* WORK TO DO
Your task is to give the data again, exactly, with every line intact.

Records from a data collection
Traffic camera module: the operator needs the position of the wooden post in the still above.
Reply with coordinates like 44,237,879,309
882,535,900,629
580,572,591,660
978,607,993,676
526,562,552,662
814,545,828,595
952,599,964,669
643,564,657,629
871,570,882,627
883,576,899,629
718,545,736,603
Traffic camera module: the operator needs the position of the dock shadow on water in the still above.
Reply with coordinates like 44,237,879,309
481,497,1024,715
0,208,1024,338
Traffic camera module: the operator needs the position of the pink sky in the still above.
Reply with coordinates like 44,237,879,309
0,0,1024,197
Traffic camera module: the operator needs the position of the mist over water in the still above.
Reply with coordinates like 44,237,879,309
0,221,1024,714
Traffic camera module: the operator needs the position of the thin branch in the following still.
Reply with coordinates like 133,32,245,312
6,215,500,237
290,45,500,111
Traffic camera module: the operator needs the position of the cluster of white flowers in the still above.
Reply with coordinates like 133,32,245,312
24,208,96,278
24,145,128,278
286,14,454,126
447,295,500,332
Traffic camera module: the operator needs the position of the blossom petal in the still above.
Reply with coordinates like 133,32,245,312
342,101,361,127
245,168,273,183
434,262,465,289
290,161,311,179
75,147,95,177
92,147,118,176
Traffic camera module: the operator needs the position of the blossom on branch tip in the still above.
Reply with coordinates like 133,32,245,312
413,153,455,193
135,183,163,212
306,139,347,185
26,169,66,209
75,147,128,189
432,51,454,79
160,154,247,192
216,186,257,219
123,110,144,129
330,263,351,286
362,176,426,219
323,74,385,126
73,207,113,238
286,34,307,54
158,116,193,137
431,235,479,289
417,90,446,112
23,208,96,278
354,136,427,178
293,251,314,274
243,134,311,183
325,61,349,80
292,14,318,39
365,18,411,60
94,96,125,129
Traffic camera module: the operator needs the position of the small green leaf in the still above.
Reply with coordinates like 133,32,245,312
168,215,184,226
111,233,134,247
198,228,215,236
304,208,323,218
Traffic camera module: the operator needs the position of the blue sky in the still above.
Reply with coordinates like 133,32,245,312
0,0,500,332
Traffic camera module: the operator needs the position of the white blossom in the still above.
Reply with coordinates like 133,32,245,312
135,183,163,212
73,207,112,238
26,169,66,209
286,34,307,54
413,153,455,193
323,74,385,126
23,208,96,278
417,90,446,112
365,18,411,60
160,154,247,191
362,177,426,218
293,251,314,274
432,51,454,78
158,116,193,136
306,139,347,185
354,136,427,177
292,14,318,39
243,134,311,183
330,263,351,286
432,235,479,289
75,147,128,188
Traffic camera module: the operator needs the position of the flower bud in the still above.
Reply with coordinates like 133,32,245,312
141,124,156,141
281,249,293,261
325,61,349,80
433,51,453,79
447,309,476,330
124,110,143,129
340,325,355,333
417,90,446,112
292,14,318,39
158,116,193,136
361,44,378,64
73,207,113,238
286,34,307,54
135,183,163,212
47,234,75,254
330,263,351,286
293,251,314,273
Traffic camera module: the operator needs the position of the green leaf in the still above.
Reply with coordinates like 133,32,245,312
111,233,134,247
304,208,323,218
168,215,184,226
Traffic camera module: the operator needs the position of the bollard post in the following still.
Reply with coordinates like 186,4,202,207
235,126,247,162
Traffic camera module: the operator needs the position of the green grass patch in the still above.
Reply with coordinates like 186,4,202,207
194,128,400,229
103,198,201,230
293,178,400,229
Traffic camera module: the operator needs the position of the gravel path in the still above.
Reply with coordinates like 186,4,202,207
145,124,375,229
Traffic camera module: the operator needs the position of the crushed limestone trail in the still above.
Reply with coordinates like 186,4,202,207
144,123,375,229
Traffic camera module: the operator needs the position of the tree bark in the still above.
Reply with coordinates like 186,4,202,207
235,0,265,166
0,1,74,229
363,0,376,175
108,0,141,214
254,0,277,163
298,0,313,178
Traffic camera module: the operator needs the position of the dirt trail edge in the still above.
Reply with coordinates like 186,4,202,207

* THE ANSWER
Traffic camera module: the operator needs the position of the wooden post in the still above.
Reply with coordinates like 44,237,879,309
882,535,900,629
580,572,591,660
978,607,993,676
526,562,552,662
814,545,828,595
952,599,964,669
643,564,657,629
871,570,882,627
883,576,899,629
718,545,736,603
Traffic camera module: the operator needs the position of the dock shadow on water in the still above.
Reply with coordinates like 44,237,879,309
481,497,1024,715
0,208,1024,338
Traffic camera module: the operator needs the position of the pink sky in the still above.
Reply with coordinates like 44,237,879,309
0,0,1024,197
Traffic camera module: the operator needs the position of the mist over water in the still above.
Reply with coordinates like 44,237,879,309
0,221,1024,714
Traffic camera module: the operator needs the position of the thin branch in the following still.
Reply with coordinates like 133,32,245,312
6,215,500,237
290,45,500,111
Traffic camera module: the operator needs the position of the cluster of white flowers in the still above.
Reply with coordinates like 133,32,245,312
24,208,96,278
24,145,128,278
286,14,454,126
447,295,500,332
Traffic camera module: the operator needs the position of the blossom petal in the still above.
Reply with coordinates like 133,32,245,312
342,101,361,127
245,168,273,183
434,262,465,289
290,161,311,179
75,147,95,177
92,147,118,176
Traffic camera module: the operator needs the position of the blossom on branch tip in the still above.
Reply with coordinates like 133,32,245,312
413,153,455,193
135,183,163,212
306,139,347,185
26,169,66,209
75,147,128,189
432,51,454,79
160,154,247,192
216,186,257,219
123,110,144,129
330,263,351,286
362,176,426,219
323,74,385,126
73,207,113,238
286,34,307,54
158,116,193,137
431,235,479,289
417,90,446,112
23,208,96,278
354,136,427,178
293,251,314,274
243,134,311,183
325,61,349,80
292,14,318,39
365,18,411,60
94,96,125,129
Traffic camera module: the operator needs the position of the small green leaf in the still above.
Reply with coordinates like 133,32,245,312
168,215,184,226
111,233,134,247
198,228,215,236
304,208,323,218
Traffic camera module: the operator needs the position of the blue sky in the still above.
Reply with coordinates like 133,32,245,312
0,0,500,332
Traffic camera module: the operator needs the position of the white blossom in the still above.
Reply with coordinates like 133,32,245,312
135,183,163,212
73,207,112,238
26,169,66,209
286,34,307,54
413,153,455,193
323,74,385,126
23,208,96,278
417,90,446,112
365,18,411,60
160,154,247,191
362,177,426,218
293,251,314,274
432,51,454,78
158,116,193,136
306,139,347,185
354,136,427,177
292,14,318,39
243,134,311,183
330,263,351,286
432,235,479,289
75,147,128,188
Traffic camera module: the operator needs the position of the flower bud in the still above.
Reply with coordinates like 133,32,245,312
141,124,156,141
281,249,293,261
325,61,349,80
433,51,453,79
447,309,476,330
124,110,143,129
340,325,355,333
417,90,446,112
292,14,318,39
158,116,193,136
361,44,378,64
73,207,113,238
286,34,307,54
135,183,163,212
47,234,75,254
330,263,351,286
293,251,314,273
Traffic camera module: the operator needs the position of the green leaf in the still above.
Reply with coordinates like 133,32,245,312
111,233,134,247
304,208,323,218
168,215,184,226
Traffic camera module: the operator needs the position of the bollard post in the following still.
Reply with coordinates like 186,4,202,207
235,126,247,162
Traffic camera module: the operator needs the position of the green grass patch in the still above.
Reply with coordinates like 186,4,202,207
194,128,400,229
103,198,201,230
293,178,400,229
Traffic camera module: the operator needs the position of the gravel path in the still above.
Reply with coordinates like 186,4,202,207
145,124,375,229
Traffic camera module: the operator needs the position of the crushed limestone trail in the still above.
Reply with coordinates like 186,4,202,207
144,123,375,229
Traffic camera module: the operator needs the position of the tree bark in the still above.
Reply with coordinates like 186,4,202,207
235,0,265,166
0,1,74,229
363,0,376,175
108,0,141,214
254,0,277,163
298,0,313,178
Traffic camera module: the operator needs the position of the dirt trail edge in the still above.
Reply with coordinates like 186,4,202,207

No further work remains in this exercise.